Position annotation records
══════════════════════════════

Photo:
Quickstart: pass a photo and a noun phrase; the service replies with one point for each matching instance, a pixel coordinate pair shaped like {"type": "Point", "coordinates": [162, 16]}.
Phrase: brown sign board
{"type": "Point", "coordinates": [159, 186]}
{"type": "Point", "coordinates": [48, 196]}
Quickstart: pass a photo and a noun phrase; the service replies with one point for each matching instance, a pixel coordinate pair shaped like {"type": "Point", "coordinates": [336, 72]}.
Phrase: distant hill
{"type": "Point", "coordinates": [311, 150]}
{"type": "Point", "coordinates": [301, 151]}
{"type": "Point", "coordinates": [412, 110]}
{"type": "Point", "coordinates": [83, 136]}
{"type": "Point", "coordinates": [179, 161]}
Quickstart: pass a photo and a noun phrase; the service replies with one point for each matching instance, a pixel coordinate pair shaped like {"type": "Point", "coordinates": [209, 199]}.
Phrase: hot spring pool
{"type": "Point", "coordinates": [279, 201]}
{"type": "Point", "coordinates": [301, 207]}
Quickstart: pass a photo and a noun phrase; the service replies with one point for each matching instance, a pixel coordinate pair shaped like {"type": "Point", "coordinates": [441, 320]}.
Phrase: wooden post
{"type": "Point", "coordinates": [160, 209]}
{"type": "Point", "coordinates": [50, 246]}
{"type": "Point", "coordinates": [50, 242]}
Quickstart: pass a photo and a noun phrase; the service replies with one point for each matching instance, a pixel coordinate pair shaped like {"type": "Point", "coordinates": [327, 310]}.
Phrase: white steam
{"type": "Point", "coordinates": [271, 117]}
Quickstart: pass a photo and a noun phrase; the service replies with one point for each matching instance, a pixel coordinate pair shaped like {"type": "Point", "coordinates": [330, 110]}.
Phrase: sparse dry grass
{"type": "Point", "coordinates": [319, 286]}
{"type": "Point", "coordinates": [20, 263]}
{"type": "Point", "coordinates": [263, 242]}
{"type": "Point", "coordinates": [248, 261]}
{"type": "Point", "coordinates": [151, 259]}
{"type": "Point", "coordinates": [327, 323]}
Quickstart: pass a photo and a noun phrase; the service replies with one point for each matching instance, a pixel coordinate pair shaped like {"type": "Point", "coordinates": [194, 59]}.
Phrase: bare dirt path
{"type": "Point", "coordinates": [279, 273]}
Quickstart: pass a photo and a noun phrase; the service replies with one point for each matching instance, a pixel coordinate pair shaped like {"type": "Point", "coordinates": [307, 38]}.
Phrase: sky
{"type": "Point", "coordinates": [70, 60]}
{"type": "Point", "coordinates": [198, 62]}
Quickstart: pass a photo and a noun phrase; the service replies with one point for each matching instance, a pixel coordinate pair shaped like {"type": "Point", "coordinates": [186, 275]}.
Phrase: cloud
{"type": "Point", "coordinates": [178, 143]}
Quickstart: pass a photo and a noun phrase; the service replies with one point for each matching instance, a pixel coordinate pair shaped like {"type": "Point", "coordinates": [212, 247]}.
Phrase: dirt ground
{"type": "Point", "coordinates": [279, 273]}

══════════════════════════════

Go through the listing and print each line exactly as it appears.

• [WORKED SOLUTION]:
Photo:
Quickstart: pass a photo and a noun phrase; the service replies with one point for each matching instance, a pixel coordinate pair shaped like {"type": "Point", "coordinates": [162, 16]}.
Phrase: brown sign board
{"type": "Point", "coordinates": [159, 186]}
{"type": "Point", "coordinates": [48, 196]}
Quickstart: pass a photo and a noun phrase; the service replies with one point for each matching instance, a pixel coordinate pair shaped like {"type": "Point", "coordinates": [336, 72]}.
Phrase: distant hill
{"type": "Point", "coordinates": [311, 150]}
{"type": "Point", "coordinates": [301, 151]}
{"type": "Point", "coordinates": [412, 110]}
{"type": "Point", "coordinates": [83, 136]}
{"type": "Point", "coordinates": [179, 161]}
Quickstart: pass a photo and a noun phrase; the service replies with one point for each matching instance, a pixel coordinate pair shaped like {"type": "Point", "coordinates": [209, 199]}.
Phrase: hot spring pool
{"type": "Point", "coordinates": [279, 201]}
{"type": "Point", "coordinates": [301, 207]}
Quickstart: pass a photo and a noun phrase; the service replies with one point for each matching instance, a pixel coordinate pair shaped like {"type": "Point", "coordinates": [441, 320]}.
Phrase: wooden post
{"type": "Point", "coordinates": [160, 209]}
{"type": "Point", "coordinates": [50, 246]}
{"type": "Point", "coordinates": [50, 242]}
Quickstart: pass a photo and a noun phrase; the service replies with one point for each matching instance, a pixel coordinate pair shaped like {"type": "Point", "coordinates": [327, 310]}.
Phrase: white steam
{"type": "Point", "coordinates": [271, 117]}
Quickstart: pass a photo and a noun phrase; the service replies with one point for each matching instance, a pixel coordinate pair shaped like {"type": "Point", "coordinates": [330, 110]}.
Phrase: sparse dry grass
{"type": "Point", "coordinates": [319, 286]}
{"type": "Point", "coordinates": [20, 263]}
{"type": "Point", "coordinates": [263, 242]}
{"type": "Point", "coordinates": [248, 261]}
{"type": "Point", "coordinates": [151, 259]}
{"type": "Point", "coordinates": [327, 323]}
Quickstart: pass a photo and a noun phrase; the service replies with one point for each matching instance, a pixel coordinate pair shaped like {"type": "Point", "coordinates": [194, 59]}.
Phrase: bare dirt path
{"type": "Point", "coordinates": [279, 273]}
Quickstart: pass a photo and a noun phrase; the service replies with one point for each matching instance, a pixel coordinate pair shaped like {"type": "Point", "coordinates": [307, 38]}.
Phrase: sky
{"type": "Point", "coordinates": [70, 60]}
{"type": "Point", "coordinates": [198, 62]}
Quickstart: pass a photo and a noun phrase; the service replies with one point for each matching instance, a pixel coordinate pair shaped like {"type": "Point", "coordinates": [186, 275]}.
Phrase: cloud
{"type": "Point", "coordinates": [178, 143]}
Quickstart: pass a photo and a noun phrase; the service replies with one point for each matching instance, a pixel coordinate pair shaped like {"type": "Point", "coordinates": [212, 247]}.
Phrase: dirt ground
{"type": "Point", "coordinates": [279, 273]}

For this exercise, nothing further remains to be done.